- [Challenge] Extract each line of the data below that contains the string "covered".
— BEGIN Dataset records —
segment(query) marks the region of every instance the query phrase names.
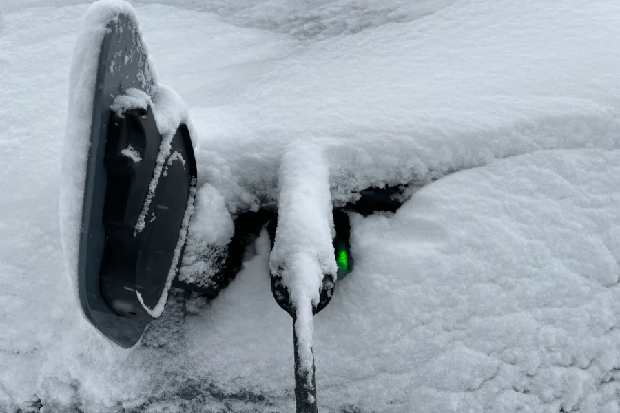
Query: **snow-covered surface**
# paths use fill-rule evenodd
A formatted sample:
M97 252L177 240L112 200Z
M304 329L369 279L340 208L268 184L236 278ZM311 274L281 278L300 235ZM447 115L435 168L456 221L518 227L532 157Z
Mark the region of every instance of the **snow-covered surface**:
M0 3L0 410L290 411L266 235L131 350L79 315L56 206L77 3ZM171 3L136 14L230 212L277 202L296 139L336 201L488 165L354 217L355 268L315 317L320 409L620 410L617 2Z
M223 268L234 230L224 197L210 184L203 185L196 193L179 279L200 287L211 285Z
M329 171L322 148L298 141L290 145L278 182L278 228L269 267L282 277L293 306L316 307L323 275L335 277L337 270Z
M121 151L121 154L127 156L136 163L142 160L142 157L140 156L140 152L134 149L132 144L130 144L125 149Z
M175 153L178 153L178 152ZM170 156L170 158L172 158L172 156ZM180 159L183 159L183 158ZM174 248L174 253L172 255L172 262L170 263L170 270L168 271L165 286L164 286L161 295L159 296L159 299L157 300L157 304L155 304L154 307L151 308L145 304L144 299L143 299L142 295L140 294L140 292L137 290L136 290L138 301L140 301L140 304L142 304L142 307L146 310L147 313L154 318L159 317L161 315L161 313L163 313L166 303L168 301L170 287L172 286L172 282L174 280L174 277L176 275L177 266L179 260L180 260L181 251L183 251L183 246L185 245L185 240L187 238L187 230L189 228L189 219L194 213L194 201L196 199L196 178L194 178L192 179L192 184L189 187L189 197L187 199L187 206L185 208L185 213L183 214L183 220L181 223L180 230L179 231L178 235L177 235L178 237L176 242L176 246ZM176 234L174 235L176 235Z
— END Dataset records —
— BEGIN Dataset records —
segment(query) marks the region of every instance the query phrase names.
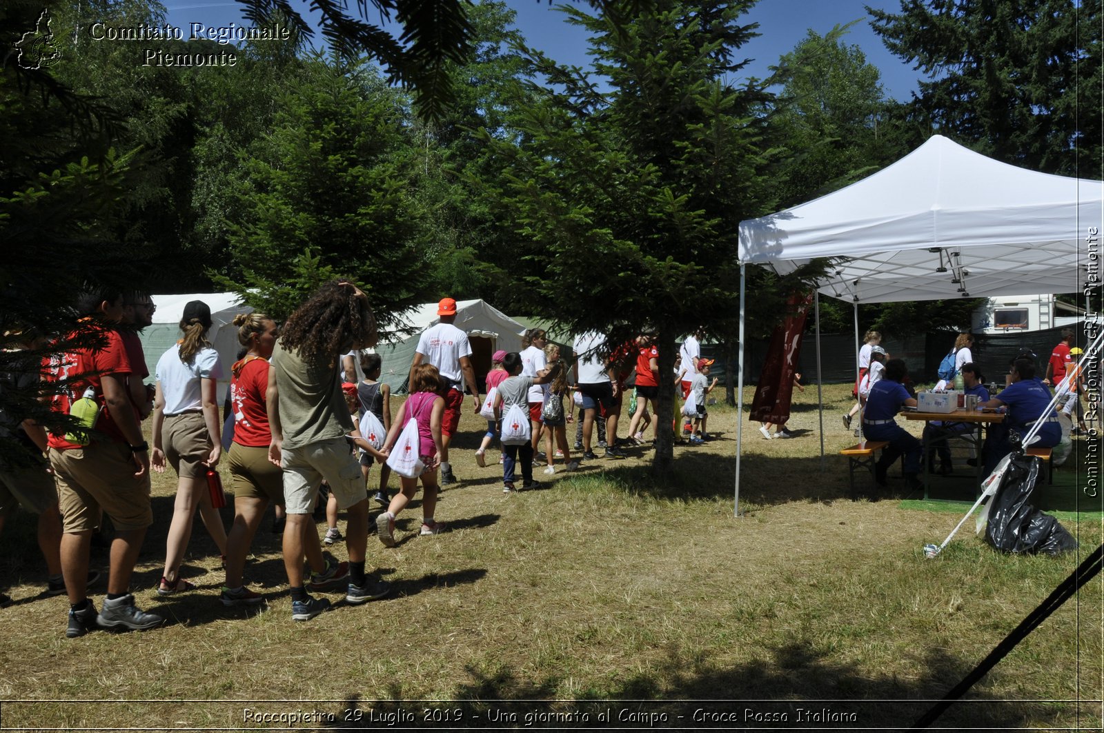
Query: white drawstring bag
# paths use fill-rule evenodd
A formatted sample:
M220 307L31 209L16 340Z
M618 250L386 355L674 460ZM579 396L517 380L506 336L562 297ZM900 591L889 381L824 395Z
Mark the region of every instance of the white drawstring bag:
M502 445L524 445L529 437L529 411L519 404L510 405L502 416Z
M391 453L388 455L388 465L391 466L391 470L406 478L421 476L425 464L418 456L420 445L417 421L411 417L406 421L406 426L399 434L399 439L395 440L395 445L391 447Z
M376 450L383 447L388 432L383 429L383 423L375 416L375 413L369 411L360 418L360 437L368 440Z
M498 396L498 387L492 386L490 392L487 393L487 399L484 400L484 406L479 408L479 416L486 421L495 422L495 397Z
— END Dataset records —
- [Reply to the exercise]
Query: **snow-covered surface**
Mark the region of every instance of the **snow-covered surface**:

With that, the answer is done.